▶ **TEXT SHOWN**:
Computer Crime Research Center


Cyber-crime battle, Feds

Date: February 24, 2006
By: Lisa Hoffmann

One of the persistent unknowns in the battle against cyber-crime is the true scope of the problem.

Since the Internet revolution began a decade ago, U.S. businesses have been so reluctant to report cyber-victimization that experts believe the toll may be substantially higher than anyone estimates, law-enforcement officials say.

But a sweeping survey recently begun by the Department of Justice may provide the clearest picture yet of the scourge of computer viruses, worms, spyware, network intrusion, fraud, theft of information and other security breaches.

The departments of Justice and Homeland Security have unveiled plans to randomly - and confidentially - query 36,000 firms, which were selected as a sample of 5.3 million U.S. businesses across 37 industry sectors.

The survey data "will provide the first official national statistics on the extent and consequences of cyber crime," Justice spokesman Stu Smith said in a statement.

The department hopes it also will pierce the unwritten code of silence that most companies follow when it comes to cyber-crime.

"Most companies that experience computer intrusions or breaches of security do not report the incidents to law enforcement," FBI Director Robert Mueller said at a Feb. 15 Business Software Alliance town-hall meeting.

That reluctance stems from two beliefs by many firms: that it's a waste of time to report such an incident because there is little the police can do about it; and that revealing an attack could hurt their bottom line through bad publicity and diminished customer confidence in their security procedures.

To reassure businesses that they can be candid, the federal survey will take extra steps to ensure the responses from individual firms remain confidential, spokesman Smith said. Only a select handful of staff from the Rand Corp., which will conduct the survey, will even know the identity of the individual companies involved.

▶ **SUPPLIED RECORDS**:
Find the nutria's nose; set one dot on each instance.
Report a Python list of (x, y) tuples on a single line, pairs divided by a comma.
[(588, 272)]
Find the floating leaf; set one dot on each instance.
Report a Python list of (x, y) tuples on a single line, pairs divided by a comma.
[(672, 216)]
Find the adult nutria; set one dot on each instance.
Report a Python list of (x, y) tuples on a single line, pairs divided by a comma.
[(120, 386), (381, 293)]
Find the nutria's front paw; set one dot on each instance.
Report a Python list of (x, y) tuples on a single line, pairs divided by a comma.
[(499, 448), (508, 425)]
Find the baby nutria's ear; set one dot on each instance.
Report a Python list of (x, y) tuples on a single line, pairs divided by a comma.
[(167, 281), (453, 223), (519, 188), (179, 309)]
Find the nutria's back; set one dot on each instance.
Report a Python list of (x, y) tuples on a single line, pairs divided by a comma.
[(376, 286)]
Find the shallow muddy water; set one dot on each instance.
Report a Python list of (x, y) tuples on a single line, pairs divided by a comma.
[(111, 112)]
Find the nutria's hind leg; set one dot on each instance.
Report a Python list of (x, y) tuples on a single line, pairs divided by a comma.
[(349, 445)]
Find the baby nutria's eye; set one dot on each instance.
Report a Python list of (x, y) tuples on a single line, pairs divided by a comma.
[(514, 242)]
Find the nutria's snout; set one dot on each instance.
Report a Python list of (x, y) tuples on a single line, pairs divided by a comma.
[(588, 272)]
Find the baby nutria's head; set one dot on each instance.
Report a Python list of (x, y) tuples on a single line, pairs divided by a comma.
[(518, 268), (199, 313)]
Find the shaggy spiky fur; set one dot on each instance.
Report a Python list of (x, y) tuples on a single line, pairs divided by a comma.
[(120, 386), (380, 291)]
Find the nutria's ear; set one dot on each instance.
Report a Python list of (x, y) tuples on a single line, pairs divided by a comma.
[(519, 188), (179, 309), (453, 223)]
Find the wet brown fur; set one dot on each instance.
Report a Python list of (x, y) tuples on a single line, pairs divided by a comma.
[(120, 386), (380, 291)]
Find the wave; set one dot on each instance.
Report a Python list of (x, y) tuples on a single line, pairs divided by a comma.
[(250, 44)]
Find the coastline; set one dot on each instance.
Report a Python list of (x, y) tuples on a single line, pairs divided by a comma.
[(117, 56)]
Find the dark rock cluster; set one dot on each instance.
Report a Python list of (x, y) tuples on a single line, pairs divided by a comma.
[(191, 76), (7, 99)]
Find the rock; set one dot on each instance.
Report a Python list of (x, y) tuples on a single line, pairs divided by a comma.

▶ **PROMPT A**: Print the passage of the cyber-crime article from "One of the persistent" up to and including "other security breaches.".
▶ **PROMPT B**:
Answer these questions from the cyber-crime article:
(i) How many firms do the departments of Justice and Homeland Security plan to query?
(ii) Which organization will conduct the survey?
(iii) On what date did FBI Director Robert Mueller speak at the Business Software Alliance town-hall meeting?

▶ **EXERCISE ANSWER A**:
One of the persistent unknowns in the battle against cyber-crime is the true scope of the problem.

Since the Internet revolution began a decade ago, U.S. businesses have been so reluctant to report cyber-victimization that experts believe the toll may be substantially higher than anyone estimates, law-enforcement officials say.

But a sweeping survey recently begun by the Department of Justice may provide the clearest picture yet of the scourge of computer viruses, worms, spyware, network intrusion, fraud, theft of information and other security breaches.

▶ **EXERCISE ANSWER B**:
(i) 36,000 firms
(ii) The Rand Corp.
(iii) Feb. 15